* Consigne *
Pour chacune des affirmations suivantes, répondez par oui ou par non selon qu'elle concorde ou non avec le passage, et citez mot pour mot les termes du passage qui tranchent. 1. Le Tribunal doit interpréter les moyens d'un requérant par leur qualification plutôt que par leur substance. 2. Par le deuxième moyen, les requérantes soutiennent que leurs droits procéduraux tirés de l'article 88, paragraphe 2, CE ont été violés. 3. La troisième branche du premier moyen est tirée de l'insuffisance de motivation.

* Passage à analyser *
┌────────
62      En revanche, il convient de relever que le Tribunal doit interpréter les moyens d’un requérant par leur substance plutôt que par leur qualification (voir, en ce sens, arrêt de la Cour du 15 décembre 1961, Fives Lille Cail e.a./Haute Autorité, 19/60, 21/60, 2/61 et 3/61, Rec. p. 559, 588). Ainsi, peut‑il examiner d’autres arguments avancés par un requérant afin de vérifier s’ils apportent aussi des éléments à l’appui d’un moyen, formé par le requérant, soutenant expressément l’existence de doutes qui auraient justifié l’ouverture de la procédure visée à l’article 88, paragraphe 2, CE (arrêt du Tribunal du 20 septembre 2007, Fachvereinigung Mineralfaserindustrie/Commission, T‑254/05, non publié au Recueil, point 48 ; voir également, en ce sens, arrêt du Tribunal du 13 janvier 2004, Thermenhotel Stoiser Franz e.a./Commission, T‑158/99, Rec. p. II‑1, points 141, 148, 155, 161 et 167).

63      Or, en l’espèce, il ressort de la requête que le premier moyen, dans sa troisième branche, ainsi que le deuxième moyen fournissent des éléments à l’appui de la deuxième branche du premier moyen, dès lors que les requérantes y soutiennent l’existence de difficultés sérieuses qui auraient justifié l’ouverture de la procédure formelle d’examen. En effet, les requérantes entendent également soutenir, par le deuxième moyen, que les droits procéduraux qu’elles tiraient de l’article 88, paragraphe 2, CE ont été violés à l’occasion de l’adoption de la décision attaquée. De même, la troisième branche du premier moyen, tirée de l’insuffisance de motivation, vient à l’appui du premier moyen, dans sa deuxième branche, dans la mesure où, à défaut de motivation suffisante, les intéressés ne sont pas en mesure de connaître les justifications de la conclusion de la Commission relative à l’absence de difficultés sérieuses et le juge d’exercer son contrôle.
└────────
* Données fournies *
┌────────
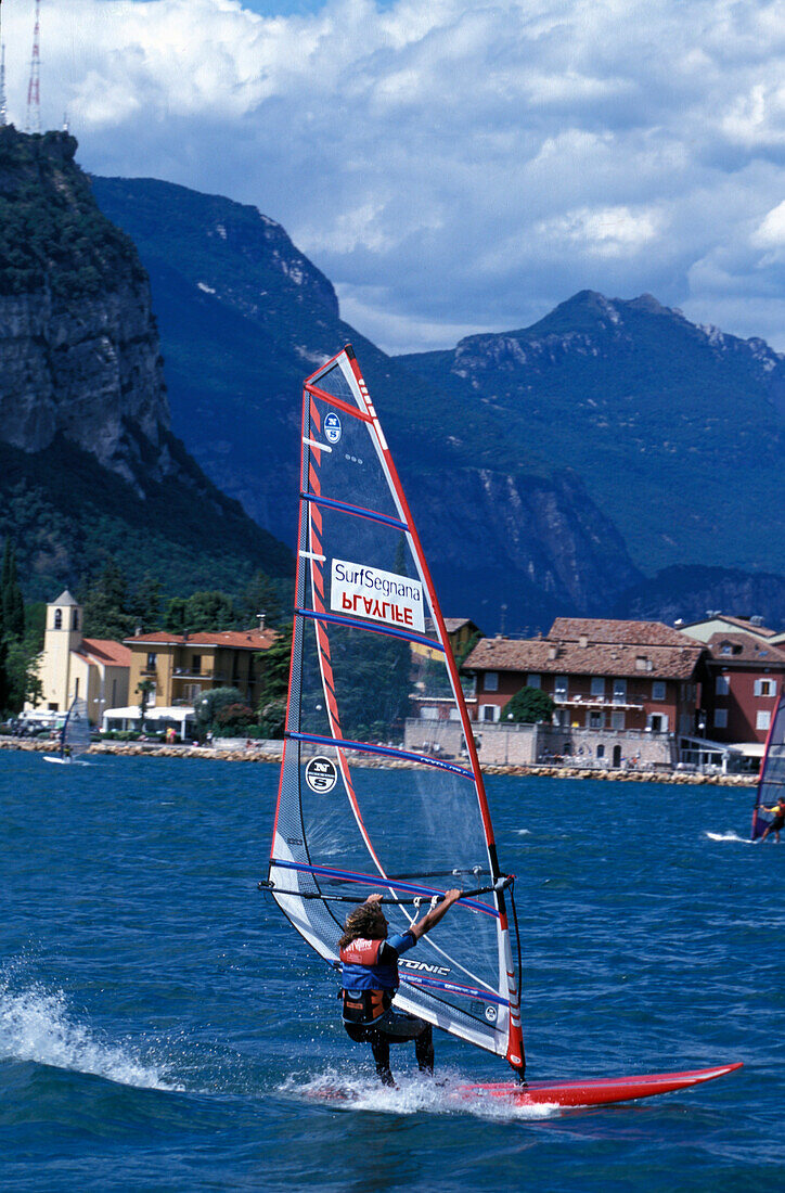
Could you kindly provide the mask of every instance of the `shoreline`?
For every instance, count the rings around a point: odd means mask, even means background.
[[[33,754],[51,754],[57,749],[57,738],[25,740],[19,737],[0,738],[0,750],[26,750]],[[93,742],[88,754],[118,754],[131,755],[134,758],[199,758],[218,762],[271,762],[280,764],[280,752],[264,748],[221,749],[216,746],[166,746],[157,742]],[[381,762],[370,759],[357,759],[354,765],[378,768]],[[384,765],[390,765],[384,764]],[[396,764],[397,767],[408,767],[413,764]],[[534,777],[546,779],[598,779],[605,783],[667,783],[679,786],[715,786],[715,787],[740,787],[749,790],[758,784],[758,777],[752,774],[697,774],[690,771],[600,771],[591,767],[579,766],[497,766],[489,765],[482,767],[483,774],[506,774],[518,777]]]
└────────
* Résultat final *
1. Non : « le Tribunal doit interpréter les moyens d’un requérant par leur substance plutôt que par leur qualification ».
2. Oui : « les requérantes entendent également soutenir, par le deuxième moyen, que les droits procéduraux qu’elles tiraient de l’article 88, paragraphe 2, CE ont été violés ».
3. Oui : « la troisième branche du premier moyen, tirée de l’insuffisance de motivation ».